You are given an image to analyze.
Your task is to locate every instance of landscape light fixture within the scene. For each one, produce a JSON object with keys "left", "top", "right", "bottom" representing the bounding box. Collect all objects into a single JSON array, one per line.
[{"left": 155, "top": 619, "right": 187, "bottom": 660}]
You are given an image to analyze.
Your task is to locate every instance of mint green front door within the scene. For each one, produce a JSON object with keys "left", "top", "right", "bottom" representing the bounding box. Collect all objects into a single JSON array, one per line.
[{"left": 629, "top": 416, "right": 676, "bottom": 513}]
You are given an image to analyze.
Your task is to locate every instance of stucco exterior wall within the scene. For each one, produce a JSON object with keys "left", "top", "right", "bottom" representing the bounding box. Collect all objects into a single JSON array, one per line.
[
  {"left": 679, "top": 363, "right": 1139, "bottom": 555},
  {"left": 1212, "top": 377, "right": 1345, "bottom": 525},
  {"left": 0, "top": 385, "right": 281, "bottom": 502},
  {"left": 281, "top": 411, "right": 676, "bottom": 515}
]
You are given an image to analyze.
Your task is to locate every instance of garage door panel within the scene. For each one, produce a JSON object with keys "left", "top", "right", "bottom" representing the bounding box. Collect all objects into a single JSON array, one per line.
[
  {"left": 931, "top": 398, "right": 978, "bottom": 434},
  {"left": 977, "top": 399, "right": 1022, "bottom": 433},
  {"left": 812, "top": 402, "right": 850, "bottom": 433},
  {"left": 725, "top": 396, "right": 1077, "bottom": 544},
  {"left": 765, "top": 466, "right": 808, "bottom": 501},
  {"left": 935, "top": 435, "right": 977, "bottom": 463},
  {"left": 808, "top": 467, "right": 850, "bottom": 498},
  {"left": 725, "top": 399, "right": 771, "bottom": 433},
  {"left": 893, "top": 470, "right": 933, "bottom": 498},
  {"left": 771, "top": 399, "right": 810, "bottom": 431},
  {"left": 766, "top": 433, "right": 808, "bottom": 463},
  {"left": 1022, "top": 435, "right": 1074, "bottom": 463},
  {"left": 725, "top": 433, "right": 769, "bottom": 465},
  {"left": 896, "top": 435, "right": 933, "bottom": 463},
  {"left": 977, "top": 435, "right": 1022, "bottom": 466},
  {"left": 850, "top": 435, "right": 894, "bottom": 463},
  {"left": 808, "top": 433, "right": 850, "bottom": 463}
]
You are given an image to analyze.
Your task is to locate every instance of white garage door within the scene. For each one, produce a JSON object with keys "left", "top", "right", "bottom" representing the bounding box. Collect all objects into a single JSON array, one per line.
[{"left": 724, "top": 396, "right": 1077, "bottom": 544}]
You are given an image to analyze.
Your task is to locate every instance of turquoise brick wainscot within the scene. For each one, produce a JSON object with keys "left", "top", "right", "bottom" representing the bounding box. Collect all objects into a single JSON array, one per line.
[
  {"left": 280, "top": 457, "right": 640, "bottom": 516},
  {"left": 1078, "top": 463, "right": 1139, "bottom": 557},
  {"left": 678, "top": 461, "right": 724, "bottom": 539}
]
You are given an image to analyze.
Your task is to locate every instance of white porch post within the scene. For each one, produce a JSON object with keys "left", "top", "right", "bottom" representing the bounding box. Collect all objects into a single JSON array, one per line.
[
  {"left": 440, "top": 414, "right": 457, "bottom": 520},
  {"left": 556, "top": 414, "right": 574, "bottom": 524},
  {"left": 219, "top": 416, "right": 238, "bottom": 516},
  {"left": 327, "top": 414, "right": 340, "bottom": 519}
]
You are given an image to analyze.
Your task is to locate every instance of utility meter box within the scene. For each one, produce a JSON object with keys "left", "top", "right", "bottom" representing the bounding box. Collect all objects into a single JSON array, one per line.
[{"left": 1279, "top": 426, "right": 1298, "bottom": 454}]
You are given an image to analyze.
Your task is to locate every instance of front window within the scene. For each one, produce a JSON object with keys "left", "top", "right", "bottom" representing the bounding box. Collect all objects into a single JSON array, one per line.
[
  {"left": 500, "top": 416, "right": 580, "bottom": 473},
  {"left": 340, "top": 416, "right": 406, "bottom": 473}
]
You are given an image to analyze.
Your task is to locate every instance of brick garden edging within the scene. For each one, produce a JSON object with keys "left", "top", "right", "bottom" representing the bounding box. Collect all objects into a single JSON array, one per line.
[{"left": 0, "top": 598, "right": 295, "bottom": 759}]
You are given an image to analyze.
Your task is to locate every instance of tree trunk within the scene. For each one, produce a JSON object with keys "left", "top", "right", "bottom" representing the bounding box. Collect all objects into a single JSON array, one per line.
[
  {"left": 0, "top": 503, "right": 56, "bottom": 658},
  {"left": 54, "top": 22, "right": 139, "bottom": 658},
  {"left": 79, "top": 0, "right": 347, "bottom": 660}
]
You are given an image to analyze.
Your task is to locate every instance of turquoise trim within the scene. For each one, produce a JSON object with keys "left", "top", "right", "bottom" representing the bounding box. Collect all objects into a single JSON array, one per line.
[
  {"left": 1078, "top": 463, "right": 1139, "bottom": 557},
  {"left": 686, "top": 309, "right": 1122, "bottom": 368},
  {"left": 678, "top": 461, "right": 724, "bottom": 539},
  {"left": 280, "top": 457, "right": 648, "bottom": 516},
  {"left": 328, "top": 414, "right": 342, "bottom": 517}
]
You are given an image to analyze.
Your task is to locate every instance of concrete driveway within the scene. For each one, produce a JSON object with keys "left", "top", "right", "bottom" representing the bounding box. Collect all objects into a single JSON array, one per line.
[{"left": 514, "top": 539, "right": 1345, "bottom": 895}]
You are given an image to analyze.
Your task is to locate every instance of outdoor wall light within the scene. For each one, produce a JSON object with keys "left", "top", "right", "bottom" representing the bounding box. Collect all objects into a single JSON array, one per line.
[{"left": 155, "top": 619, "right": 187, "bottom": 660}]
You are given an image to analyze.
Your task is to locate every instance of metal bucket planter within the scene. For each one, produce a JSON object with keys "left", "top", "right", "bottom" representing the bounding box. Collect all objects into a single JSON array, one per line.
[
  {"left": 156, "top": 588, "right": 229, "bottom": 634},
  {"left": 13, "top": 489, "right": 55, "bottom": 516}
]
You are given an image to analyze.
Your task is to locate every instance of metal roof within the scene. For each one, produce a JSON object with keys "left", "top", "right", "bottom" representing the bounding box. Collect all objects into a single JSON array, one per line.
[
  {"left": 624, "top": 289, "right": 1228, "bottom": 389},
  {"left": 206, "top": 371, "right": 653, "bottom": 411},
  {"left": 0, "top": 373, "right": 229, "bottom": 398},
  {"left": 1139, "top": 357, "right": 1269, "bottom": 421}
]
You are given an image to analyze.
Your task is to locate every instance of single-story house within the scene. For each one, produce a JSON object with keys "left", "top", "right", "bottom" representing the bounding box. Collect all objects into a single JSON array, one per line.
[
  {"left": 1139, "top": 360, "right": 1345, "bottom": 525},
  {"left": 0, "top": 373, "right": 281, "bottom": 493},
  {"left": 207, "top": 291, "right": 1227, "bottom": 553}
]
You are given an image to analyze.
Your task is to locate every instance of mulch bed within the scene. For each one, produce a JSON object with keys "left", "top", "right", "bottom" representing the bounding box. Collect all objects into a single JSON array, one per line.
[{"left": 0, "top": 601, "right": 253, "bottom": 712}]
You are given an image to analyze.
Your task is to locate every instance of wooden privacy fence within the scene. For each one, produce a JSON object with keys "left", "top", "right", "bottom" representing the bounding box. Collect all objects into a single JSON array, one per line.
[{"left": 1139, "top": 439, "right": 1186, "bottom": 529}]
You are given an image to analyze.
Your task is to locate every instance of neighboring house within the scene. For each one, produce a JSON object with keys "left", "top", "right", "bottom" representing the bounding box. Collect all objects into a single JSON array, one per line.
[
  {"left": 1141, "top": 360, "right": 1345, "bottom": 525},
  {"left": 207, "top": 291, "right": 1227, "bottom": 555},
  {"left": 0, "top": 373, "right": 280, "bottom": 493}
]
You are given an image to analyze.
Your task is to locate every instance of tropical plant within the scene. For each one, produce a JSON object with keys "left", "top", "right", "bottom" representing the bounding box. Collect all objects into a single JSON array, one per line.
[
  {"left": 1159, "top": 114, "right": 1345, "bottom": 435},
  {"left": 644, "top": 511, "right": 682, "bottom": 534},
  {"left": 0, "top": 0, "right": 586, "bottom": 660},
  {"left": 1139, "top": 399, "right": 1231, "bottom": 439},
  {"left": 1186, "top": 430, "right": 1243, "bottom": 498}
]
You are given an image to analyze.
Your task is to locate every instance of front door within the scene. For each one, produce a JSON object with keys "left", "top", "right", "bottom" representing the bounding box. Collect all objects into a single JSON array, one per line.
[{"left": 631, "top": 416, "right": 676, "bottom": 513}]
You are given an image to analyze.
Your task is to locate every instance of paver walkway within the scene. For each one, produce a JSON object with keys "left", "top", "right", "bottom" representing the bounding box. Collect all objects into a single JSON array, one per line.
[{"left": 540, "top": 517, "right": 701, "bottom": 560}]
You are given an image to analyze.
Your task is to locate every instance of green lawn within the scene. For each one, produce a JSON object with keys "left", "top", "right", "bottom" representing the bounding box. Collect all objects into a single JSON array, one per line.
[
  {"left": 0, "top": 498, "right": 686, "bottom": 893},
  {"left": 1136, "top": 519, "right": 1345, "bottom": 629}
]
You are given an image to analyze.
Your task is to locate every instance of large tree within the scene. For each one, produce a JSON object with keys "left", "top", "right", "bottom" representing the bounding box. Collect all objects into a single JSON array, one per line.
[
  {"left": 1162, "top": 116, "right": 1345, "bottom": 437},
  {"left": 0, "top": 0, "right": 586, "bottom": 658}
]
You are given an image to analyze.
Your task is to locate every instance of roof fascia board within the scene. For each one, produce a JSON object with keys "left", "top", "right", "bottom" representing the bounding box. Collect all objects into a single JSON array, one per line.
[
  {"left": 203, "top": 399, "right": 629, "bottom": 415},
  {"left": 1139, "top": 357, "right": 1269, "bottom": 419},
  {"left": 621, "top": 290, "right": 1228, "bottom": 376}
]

** Task instructions **
Find every line in the rows above that contains the word "walkway", and copy each of those lines in full.

** Output for this task **
Your task is to locate every instance of paver walkway within the scene. For each one, produce a JSON object with keys "left", "top", "right", "bottom" representing the bounding box. Collect all objects into a single JSON array, one per line.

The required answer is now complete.